Excerpt —
Direct link to the connector: Azure Storage Account.

Azure Storage Account Data Source Configuration

Confluence

For the Confluence data source, you will set:

  • Name and Description,
  • Connection ID (connected Confluence connector),
  • Sync schedule,
  • Data collection (option to move the source to another collection),
  • Space Key.

Direct link to the connector: Confluence.

Confluence Data Source Configuration

Firecrawl

For the Firecrawl data source, you will set:

  • Name and Description,
  • Connection ID (connected Firecrawl connector),
  • Sync schedule,
  • Data collection (option to move the source to another collection),
  • Scrape type,
  • Scrape URL,
  • Limit and optional regex filters (e.g., Include paths regex).

Direct link to the connector: Firecrawl.

Firecrawl Data Source Configuration

Google Drive

For the Google Drive data source, you will set:

  • Name and Description,
  • Connection ID (connected Google Drive connector),
  • Sync schedule,
  • list of Folders (including adding/deleting items),
  • Data collection (option to move the source to another collection),
  • sections Retriever and Processing.

Direct link to the connector: Google Drive.

Google Drive Data Source Configuration

Manual Upload

For the Manual Upload data source, you will set:

  • Name and Description,
  • section Upload files for uploading files,
  • Data collection (option to move the source to another collection),
  • sections Retriever and Processing.

Manual Upload Data Source Configuration

Retriever and Processing

In these sections, you can control the way data is retrieved and prepared for AI:

  • Retriever: Skip LLM query rewrite, Skip LLM re-ranking, Max results count
  • Processing: Chunking strategy, Advanced content extraction, JSON Features, JSON Metadata Definitions

The Retriever and Processing settings can also be changed for the Azure Storage Account, Manual Upload, and Google Drive sources.

Retriever and Processing Settings

Data Source Detail (Overview, Configuration, Files, Logs)

Each data source has its own tabs in the detail view:

  • Overview
  • Configuration
  • Files
  • Logs

Data Source Detail - Overview

Overview

The Overview tab provides a quick summary:

  • type of source,
  • status of the latest synchronizations,
  • number of files and total size,
  • basic statistics by status and type of files.

Configuration

In the Configuration tab, you can modify the settings of the data source (e.g., name, description, sync frequency, assigned collection). The Data collection field allows you to move the data source between collections at any time. There is also a Danger Zone for destructive actions such as re-ingesting all files.

Required action — Extract everything from "For the Firecrawl" down to "Include paths regex)." in the data source excerpt, copying it word for word.

Data provided —
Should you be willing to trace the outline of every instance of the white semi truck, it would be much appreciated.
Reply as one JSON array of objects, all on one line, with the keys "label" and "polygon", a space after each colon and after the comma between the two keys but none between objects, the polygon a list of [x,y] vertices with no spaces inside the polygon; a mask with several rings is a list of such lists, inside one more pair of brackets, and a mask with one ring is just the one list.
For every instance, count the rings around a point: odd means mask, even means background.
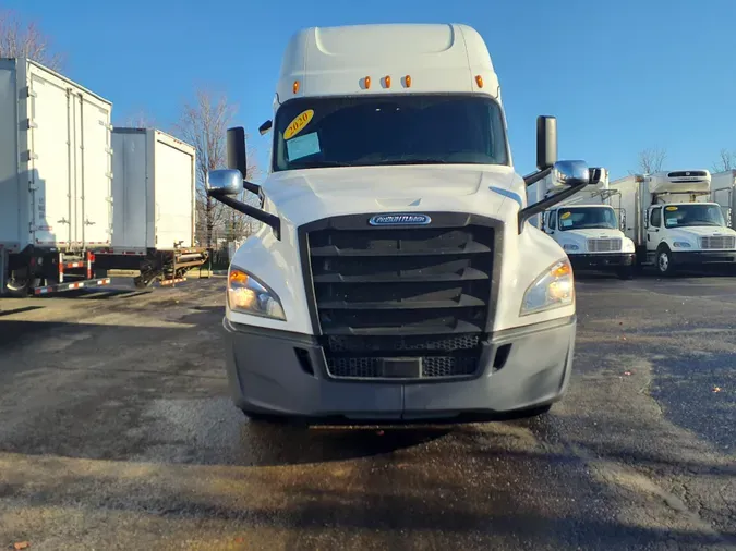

Solution below —
For the Firecrawl data source, you will set:

  • Name and Description,
  • Connection ID (connected Firecrawl connector),
  • Sync schedule,
  • Data collection (option to move the source to another collection),
  • Scrape type,
  • Scrape URL,
  • Limit and optional regex filters (e.g., Include paths regex).